# Kotor 2 - Jedi Meister Vrook



## dezogger (24. Mai 2005)

Tach erstmal

Ich bin jetzt auf dem Planeten Dantooine. Dort habe ich bereits den Jedi-Meister-Vrook aus seiner Höhle befreit (jedoch habe ich ihn nicht gerade freundlich auf seine Fragen geantwortet). Danach habe ich dann gespeichert (ich habe zwar noch andere Spielstände aber die liegen sehr weit zurück)

So jetzt aber mal zum punkt gebracht: Ich geh dann in die Khoonda Basis und sage denen, dass die Söldner angreifen etc. und hab en paar leute rekrutiert. Nachdem ich den Söldneraufstand niedergeschlagen habe und ich den Dank dafür bekommen habe, kommt dann der Jedi-Meister-Vrook und ich habe keine Wahl als gegen ihn zu kämpfen (der Kampf findet in der Empfangshalle der Khoonda Basis statt).
######
§ **ERFORDERLICHE SCHRITTE**
**A)** Beantworte folgende Fragen zum Forenbeitrag:
(i) Auf welchem Planeten spielt das Geschehen im Forenbeitrag?
(ii) Woraus wurde Jedi-Meister Vrook befreit?
(iii) Wo findet der Kampf gegen Vrook statt?
**B)** Gib den Abschnitt des Forenbeitrags von „Tach erstmal“ bis „sehr weit zurück)“ wortgetreu wieder.
**C)** Fasse den Absatz des Forenbeitrags, der mit „So jetzt aber mal zum punkt gebracht“ beginnt, als kurze Stichpunktliste zusammen.
######
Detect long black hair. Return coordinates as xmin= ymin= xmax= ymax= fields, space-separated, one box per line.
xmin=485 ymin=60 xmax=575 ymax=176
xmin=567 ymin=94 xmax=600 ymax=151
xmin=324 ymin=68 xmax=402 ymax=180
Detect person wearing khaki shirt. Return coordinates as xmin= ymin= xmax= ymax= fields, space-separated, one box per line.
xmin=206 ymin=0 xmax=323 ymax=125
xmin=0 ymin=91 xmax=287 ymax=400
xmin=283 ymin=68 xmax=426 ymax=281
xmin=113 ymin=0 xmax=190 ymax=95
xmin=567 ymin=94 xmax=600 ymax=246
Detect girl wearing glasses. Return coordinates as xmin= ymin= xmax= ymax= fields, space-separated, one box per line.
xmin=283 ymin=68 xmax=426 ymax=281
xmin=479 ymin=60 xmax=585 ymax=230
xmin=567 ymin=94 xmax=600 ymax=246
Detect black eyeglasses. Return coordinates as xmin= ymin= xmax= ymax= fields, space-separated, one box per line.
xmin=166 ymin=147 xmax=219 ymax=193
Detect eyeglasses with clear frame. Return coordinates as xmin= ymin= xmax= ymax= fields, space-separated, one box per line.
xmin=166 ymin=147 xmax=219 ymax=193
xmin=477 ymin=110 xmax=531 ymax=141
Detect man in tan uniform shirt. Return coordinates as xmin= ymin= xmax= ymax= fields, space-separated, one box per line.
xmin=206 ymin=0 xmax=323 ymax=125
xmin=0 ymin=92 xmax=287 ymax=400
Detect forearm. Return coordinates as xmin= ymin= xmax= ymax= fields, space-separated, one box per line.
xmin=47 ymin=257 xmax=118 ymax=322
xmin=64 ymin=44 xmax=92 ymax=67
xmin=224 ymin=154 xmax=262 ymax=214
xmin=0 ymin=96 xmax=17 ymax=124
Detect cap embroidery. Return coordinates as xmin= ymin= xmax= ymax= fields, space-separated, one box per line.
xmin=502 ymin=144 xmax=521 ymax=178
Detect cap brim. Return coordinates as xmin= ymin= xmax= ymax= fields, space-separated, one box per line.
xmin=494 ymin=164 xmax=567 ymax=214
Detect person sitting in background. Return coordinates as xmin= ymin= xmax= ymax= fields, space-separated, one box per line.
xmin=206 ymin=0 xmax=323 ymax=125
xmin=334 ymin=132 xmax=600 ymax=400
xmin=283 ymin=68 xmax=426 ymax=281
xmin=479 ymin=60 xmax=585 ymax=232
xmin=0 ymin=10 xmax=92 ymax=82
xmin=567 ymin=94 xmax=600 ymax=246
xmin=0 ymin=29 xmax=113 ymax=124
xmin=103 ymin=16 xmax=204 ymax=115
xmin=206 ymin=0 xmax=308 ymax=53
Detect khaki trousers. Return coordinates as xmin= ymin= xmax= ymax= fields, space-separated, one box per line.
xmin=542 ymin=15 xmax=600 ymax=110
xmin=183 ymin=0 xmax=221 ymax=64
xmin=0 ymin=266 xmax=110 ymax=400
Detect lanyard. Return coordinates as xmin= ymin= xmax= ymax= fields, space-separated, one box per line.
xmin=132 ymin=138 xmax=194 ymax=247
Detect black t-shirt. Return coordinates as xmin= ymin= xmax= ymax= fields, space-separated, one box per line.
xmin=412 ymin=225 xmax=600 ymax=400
######
§ **ERWARTETE ANTWORTEN**
**A)**
(i) Dantooine
(ii) Aus seiner Höhle
(iii) In der Empfangshalle der Khoonda Basis

**B)**
Tach erstmal

Ich bin jetzt auf dem Planeten Dantooine. Dort habe ich bereits den Jedi-Meister-Vrook aus seiner Höhle befreit (jedoch habe ich ihn nicht gerade freundlich auf seine Fragen geantwortet). Danach habe ich dann gespeichert (ich habe zwar noch andere Spielstände aber die liegen sehr weit zurück)

**C)**
- Gang in die Khoonda Basis mit der Warnung, dass die Söldner angreifen
- Rekrutierung einiger Leute
- Niederschlagung des Söldneraufstands und Dank dafür
- Danach erscheint Jedi-Meister Vrook
- Kampf gegen ihn ohne andere Wahl, in der Empfangshalle der Khoonda Basis